• Given passage

- - -

Design Amazon's E-Commerce Platform: The System Design Interview Walkthrough

- Discovery vs transaction split: browsing tolerates eventual consistency; inventory and orders require strong consistency or you're overselling
- reserved_quantity with optimistic locking: soft-reserve at checkout start, hard-decrement only on payment confirmation, never at add-to-cart
- Cart is advisory: always revalidate prices and stock at checkout; stale cart data costs nothing, a wrong order does
- Saga over 2PC: three local commits with explicit compensating actions on failure, no distributed coordinator to take down
- Flash sale needs four layers: virtual waiting room (Redis sorted set), Lua atomic DECR, async Kafka pipeline, and a DB unique constraint as the final guard
- MySQL for active orders, Cassandra for archive: keeps the hot table small and fast; wide-column handles time-series history reads well
- Elasticsearch via async CDC pipeline: catalog changes propagate with a 30-second lag; that's fine because checkout revalidates anyway
You click "Buy Now." Amazon charges your card, decrements the inventory, assigns a warehouse, prints a label, and sends you a tracking number. Usually in under a second. Across 600 million product listings, from 9.7 million sellers, for 12 million orders every day.
That's the problem. Now design it. In 45 minutes. On a whiteboard. While someone watches and says nothing.
This amazon system design interview guide covers requirements, the core data model, the five hardest services, how the system scales, and how to pace yourself in 45 minutes.

- - -

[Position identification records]
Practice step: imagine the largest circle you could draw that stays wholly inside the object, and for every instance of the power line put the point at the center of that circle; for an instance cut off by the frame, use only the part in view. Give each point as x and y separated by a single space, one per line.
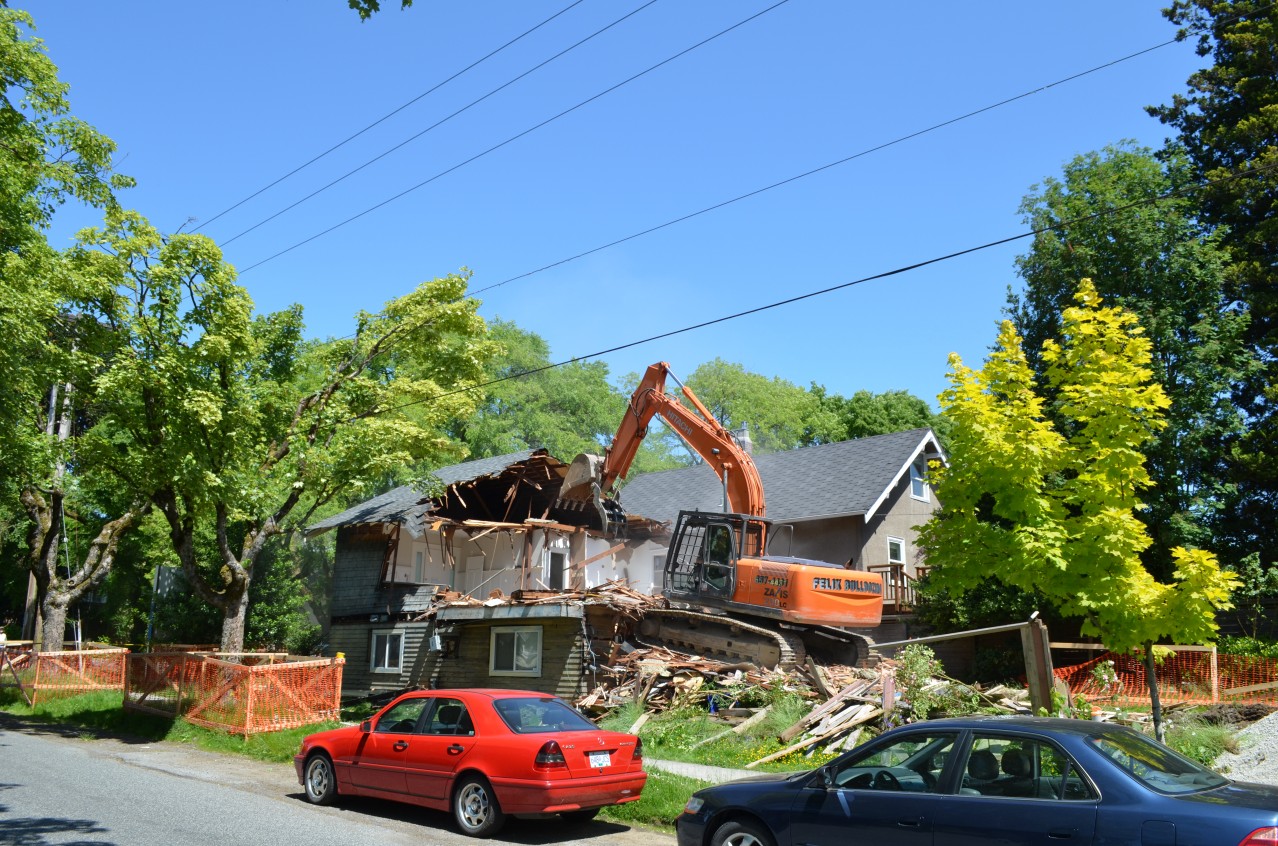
387 115
813 171
896 271
827 166
531 129
438 123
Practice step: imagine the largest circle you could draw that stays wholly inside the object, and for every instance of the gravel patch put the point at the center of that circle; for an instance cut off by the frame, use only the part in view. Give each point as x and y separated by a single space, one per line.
1256 758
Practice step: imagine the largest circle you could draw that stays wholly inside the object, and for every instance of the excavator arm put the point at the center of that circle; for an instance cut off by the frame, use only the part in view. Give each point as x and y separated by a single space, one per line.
593 476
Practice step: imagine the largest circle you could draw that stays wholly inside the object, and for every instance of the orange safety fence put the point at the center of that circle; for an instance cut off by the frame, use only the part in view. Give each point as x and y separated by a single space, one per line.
249 695
44 675
1193 675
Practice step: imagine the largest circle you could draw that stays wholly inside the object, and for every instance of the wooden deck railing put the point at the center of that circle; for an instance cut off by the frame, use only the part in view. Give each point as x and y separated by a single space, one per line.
899 587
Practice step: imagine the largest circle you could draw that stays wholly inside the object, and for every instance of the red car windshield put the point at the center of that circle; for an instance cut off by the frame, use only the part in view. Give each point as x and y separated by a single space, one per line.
538 716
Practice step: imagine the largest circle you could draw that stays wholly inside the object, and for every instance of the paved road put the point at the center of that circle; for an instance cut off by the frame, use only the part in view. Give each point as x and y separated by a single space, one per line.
58 786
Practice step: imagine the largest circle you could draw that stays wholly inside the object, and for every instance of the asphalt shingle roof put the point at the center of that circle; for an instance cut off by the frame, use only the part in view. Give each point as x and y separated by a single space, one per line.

- - -

• Aim of the exercise
Please write the next part of the Amazon system design walkthrough, picking up after its final sentence. The position identification items stand apart from the Amazon system design walkthrough.

• Exercise result
Scope It Before You Touch the Whiteboard
Amazon does a lot. You have 45 minutes. What separates good candidates is resisting the urge to design everything. The recommendation engine. The returns workflow. The seller analytics dashboard. All interesting. All out of scope.
Start by asking what the interviewer cares about. A reasonable scope for this problem is:
- Users can browse and search products
- Users can add items to a cart and place an order
- The system reserves inventory to prevent overselling
- Orders are paid and fulfilled
- Out of scope: recommendations, seller-facing tools, returns, advertising
Write that down. Then get to scale.
Scale That Shapes the Design
These numbers drive every decision you make:
| Metric | Estimate |
|---|---|
| Product listings | 600 million |
| Active sellers | 9.7 million |
| Orders per day | 12 million (~140/sec average) |
| Peak (Prime Day) | ~66,000 orders/sec |
| DynamoDB requests at peak | 126 million/sec |
| Daily revenue | ~$1.75 billion |
The average throughput is manageable. Prime Day is not. Those DynamoDB numbers should make you nervous. Design for the peak, and you design the right system. That forces decisions around inventory consistency, cache depth, and queue-based checkout that wouldn't appear in a vanilla CRUD walkthrough.
Read:write ratio for browsing vs. ordering is roughly 1000:1. Most traffic never results in a purchase.
The Architecture Splits Into Two Worlds
Draw a line down the middle of your diagram. Literally. The first mark you make. On the left: discovery (browsing, search, recommendations). On the right: transactions (cart, checkout, orders, payments, inventory).
Discovery is read-heavy and tolerates staleness. Transactions require correctness.
A user seeing slightly stale search results costs you nothing. A user who checks out two units of a sold-out item costs you a customer and a support ticket. The entire architecture flows from that distinction. Get it backwards and you'll end up with strong consistency on product titles and eventual consistency on payments.
[Client]
|
[API Gateway / Load Balancer]
| |
[Discovery Path] [Transaction Path]
- Product Service - Cart Service
- Search Service - Inventory Service
- CDN / Redis - Order Service
- Payment Service
Discovery and transaction paths diverge at the load balancer and never share a database.
Data Model: Start Normalized, Split Where You Must
Start with the product model. A product has multiple variants (color, size). Each variant has a SKU, and inventory tracks stock per SKU per warehouse.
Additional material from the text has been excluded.